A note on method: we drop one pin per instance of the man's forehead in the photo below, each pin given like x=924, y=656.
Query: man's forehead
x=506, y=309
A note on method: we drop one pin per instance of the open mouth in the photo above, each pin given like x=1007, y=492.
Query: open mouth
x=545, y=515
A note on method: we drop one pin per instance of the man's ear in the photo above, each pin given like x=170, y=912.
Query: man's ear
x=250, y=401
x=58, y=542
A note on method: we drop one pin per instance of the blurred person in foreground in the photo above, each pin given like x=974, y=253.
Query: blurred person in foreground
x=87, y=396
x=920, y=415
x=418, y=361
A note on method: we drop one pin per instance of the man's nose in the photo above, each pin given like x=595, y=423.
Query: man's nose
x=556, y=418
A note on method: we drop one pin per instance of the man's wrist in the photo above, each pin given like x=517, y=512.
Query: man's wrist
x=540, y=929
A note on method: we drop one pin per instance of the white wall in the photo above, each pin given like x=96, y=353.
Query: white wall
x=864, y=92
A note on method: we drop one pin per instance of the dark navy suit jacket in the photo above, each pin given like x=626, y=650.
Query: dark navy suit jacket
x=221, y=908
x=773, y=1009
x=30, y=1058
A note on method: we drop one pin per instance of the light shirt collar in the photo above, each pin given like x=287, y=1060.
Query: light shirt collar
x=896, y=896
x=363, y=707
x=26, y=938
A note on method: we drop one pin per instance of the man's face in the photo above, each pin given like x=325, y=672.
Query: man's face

_ _ _ _ _

Problem requirements. Update the entries above so that every instance of "Query" becomes "Label", and leave everything else unchanged.

Solution for this task.
A note on method: we drop one pin per instance of the man's forehead in the photo below, each pin given like x=924, y=656.
Label: man's forehead
x=506, y=309
A note on method: we drop one pin per instance of the open mouth in the photo above, each pin given like x=1007, y=492.
Label: open mouth
x=545, y=515
A note on method: we drop one pin per instance of the man's ear in the photo above, each pin given like x=170, y=912.
Label: man's ear
x=250, y=401
x=58, y=542
A note on method: we drop one pin per instance of the blurred person in foreground in the photo above, each pin given like x=974, y=253.
Label: blurred person in foreground
x=87, y=396
x=920, y=415
x=418, y=361
A note on method: we drop one pin per instance of the man's nose in the photo above, each pin given like x=595, y=423.
Label: man's nose
x=556, y=418
A note on method: we drop one pin per instance of the man's wrist in the photo above, each pin given like x=517, y=512.
Label: man's wrist
x=540, y=929
A note on method: we drop one pin per instance of the white wall in the photo above, each pin given like x=96, y=353.
Label: white wall
x=864, y=92
A note on method: we drop one pin per instance of the dark navy suit jacket in the photo above, each pin given like x=626, y=650.
Label: dark navy suit jacket
x=221, y=908
x=773, y=1009
x=30, y=1058
A note on method: we drop one pin per instance of the light shirt collar in the photo above, each pin given like x=287, y=1060.
Label: light shirt collar
x=896, y=896
x=363, y=707
x=26, y=938
A note on method: we drop one pin per instance of the man's face in the photo above, each pin given like x=325, y=672.
Label: man's face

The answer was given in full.